(DATA RECORDS begins)

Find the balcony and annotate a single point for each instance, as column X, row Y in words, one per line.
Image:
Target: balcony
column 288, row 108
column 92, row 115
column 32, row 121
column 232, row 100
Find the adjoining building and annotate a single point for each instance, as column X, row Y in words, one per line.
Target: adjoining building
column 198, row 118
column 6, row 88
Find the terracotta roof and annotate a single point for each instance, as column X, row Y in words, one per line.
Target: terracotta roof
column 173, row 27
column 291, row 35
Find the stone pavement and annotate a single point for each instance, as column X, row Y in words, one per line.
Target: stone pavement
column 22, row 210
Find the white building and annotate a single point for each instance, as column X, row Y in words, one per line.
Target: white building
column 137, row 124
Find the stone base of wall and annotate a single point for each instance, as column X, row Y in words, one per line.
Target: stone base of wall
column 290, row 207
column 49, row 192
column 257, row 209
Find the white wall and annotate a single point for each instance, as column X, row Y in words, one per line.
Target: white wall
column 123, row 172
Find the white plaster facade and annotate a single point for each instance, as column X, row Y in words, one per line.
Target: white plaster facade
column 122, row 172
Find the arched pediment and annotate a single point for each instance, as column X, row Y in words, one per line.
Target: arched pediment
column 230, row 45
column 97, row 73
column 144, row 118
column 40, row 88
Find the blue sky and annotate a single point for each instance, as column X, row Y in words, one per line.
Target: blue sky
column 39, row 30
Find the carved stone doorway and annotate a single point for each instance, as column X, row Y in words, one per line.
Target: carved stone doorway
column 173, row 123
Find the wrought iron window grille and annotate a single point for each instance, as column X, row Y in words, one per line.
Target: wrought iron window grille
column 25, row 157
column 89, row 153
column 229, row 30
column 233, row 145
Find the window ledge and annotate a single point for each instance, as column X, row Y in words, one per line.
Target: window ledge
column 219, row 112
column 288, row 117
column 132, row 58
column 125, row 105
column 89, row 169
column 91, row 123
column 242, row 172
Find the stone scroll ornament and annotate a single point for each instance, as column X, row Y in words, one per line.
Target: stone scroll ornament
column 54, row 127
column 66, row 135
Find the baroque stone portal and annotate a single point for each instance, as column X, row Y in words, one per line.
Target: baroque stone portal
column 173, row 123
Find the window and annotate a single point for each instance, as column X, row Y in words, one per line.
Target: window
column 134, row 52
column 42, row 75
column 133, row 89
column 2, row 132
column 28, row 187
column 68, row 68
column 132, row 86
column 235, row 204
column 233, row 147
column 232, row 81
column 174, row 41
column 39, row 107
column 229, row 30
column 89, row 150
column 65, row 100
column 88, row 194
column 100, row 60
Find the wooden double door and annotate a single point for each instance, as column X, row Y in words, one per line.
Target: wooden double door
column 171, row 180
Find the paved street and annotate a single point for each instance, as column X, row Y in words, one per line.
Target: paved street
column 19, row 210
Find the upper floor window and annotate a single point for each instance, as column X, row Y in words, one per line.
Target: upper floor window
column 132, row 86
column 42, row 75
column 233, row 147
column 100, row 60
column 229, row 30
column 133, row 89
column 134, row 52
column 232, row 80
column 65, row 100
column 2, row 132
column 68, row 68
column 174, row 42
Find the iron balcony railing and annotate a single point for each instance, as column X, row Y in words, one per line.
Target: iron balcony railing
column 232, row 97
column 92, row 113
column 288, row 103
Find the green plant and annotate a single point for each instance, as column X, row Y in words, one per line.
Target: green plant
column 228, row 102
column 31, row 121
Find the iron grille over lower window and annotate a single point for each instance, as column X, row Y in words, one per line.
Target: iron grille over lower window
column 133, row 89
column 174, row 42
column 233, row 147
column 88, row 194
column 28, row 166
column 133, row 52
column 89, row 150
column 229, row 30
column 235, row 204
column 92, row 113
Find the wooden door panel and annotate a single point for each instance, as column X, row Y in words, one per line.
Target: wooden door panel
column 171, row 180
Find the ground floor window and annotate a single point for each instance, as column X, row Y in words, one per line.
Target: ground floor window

(DATA RECORDS ends)

TASK DETAILS >> Could you write out every entry above exactly as it appears?

RESULT FOR THIS EXERCISE >>
Find the balcony and annotate a single point for each instance, as column X, row Y in words, one per line.
Image:
Target: balcony
column 288, row 108
column 92, row 115
column 32, row 121
column 232, row 100
Find the adjoining building and annotate a single point for each instance, as column X, row Y in words, one per line.
Target: adjoining building
column 198, row 118
column 6, row 88
Find the terracotta roof and annotate a single point for each instance, as column X, row Y in words, one per line.
Target: terracotta roof
column 173, row 27
column 291, row 35
Find the stone pavement and annotate a single point for each instance, as column X, row Y in words, one per line.
Target: stone pavement
column 22, row 210
Find the white building and annotate a single point for each instance, as column X, row Y in words, one per line.
Target: white building
column 137, row 124
Find the stone base of wall and annotate a single point for each instance, as column X, row Y in words, one per line.
Target: stone base of wall
column 290, row 207
column 49, row 192
column 257, row 209
Find the white wall and annotate a single point for each instance, as column X, row Y in words, one per line.
Target: white wall
column 123, row 172
Find the white plaster facade and annotate a single point for each instance, as column X, row Y in words, one per line.
Target: white plaster facade
column 122, row 172
Find the arched pediment and annotate a single point for each instance, as column X, row Y in words, one per line.
Target: arched pediment
column 230, row 45
column 97, row 73
column 144, row 118
column 40, row 88
Find the blue sky and annotate a single point for each instance, as column X, row Y in words, one per line.
Target: blue sky
column 39, row 30
Find the carved stone doorway and annotate a single point for each instance, as column X, row Y in words, one per line.
Target: carved stone doorway
column 173, row 123
Find the wrought iron window grille and annotate a single point for each instance, as column X, row Y in words, one per line.
Target: wrought iron window grille
column 25, row 157
column 89, row 153
column 229, row 30
column 233, row 145
Find the window ledge and annotate a single point for each instance, as column X, row Y in words, one per line.
Target: window ledge
column 219, row 112
column 288, row 117
column 132, row 58
column 125, row 105
column 89, row 169
column 91, row 123
column 242, row 172
Find the stone scroll ornament and annotate a single point for each instance, as column X, row Y in words, one per line.
Target: stone scroll ornament
column 54, row 127
column 66, row 135
Find the baroque stone portal and annotate a single point for each instance, as column X, row Y in words, one per line.
Target: baroque stone portal
column 173, row 123
Find the window and annotate a single point for each instance, as column X, row Y in words, one per line.
Target: window
column 134, row 52
column 42, row 75
column 133, row 89
column 2, row 132
column 28, row 187
column 68, row 68
column 132, row 86
column 235, row 204
column 233, row 147
column 232, row 81
column 174, row 41
column 39, row 107
column 229, row 30
column 89, row 150
column 65, row 100
column 88, row 194
column 100, row 60
Find the wooden double door and annotate a single point for each instance, as column X, row Y in words, one per line.
Target: wooden double door
column 171, row 180
Find the paved street and annotate a single point for each instance, as column X, row Y in words, one per line.
Target: paved street
column 19, row 210
Find the upper floor window and annotate a single point for each instance, as column X, row Y in words, one per line.
Target: upper floor window
column 132, row 86
column 42, row 75
column 233, row 147
column 100, row 60
column 229, row 30
column 133, row 89
column 134, row 52
column 232, row 80
column 65, row 100
column 2, row 132
column 68, row 68
column 174, row 42
Find the iron balcony railing and annotate a single point for each instance, as column X, row Y in words, one per line.
Target: iron balcony railing
column 232, row 97
column 92, row 113
column 288, row 103
Find the green plant and annotate a single point for each instance, as column X, row Y in words, one per line.
Target: green plant
column 228, row 102
column 31, row 121
Find the iron grille over lower window and annotate a single point for each instance, as column X, row Y in words, one per line.
Target: iron grille over lower window
column 133, row 89
column 174, row 42
column 233, row 147
column 88, row 194
column 28, row 166
column 133, row 52
column 89, row 150
column 229, row 30
column 235, row 204
column 92, row 113
Find the wooden door panel and annotate a single point for each instance, as column X, row Y in words, one per line.
Target: wooden door panel
column 171, row 180
Find the ground floor window and annotate a single point for each instance, as column X, row Y in words, one per line.
Target: ground floor window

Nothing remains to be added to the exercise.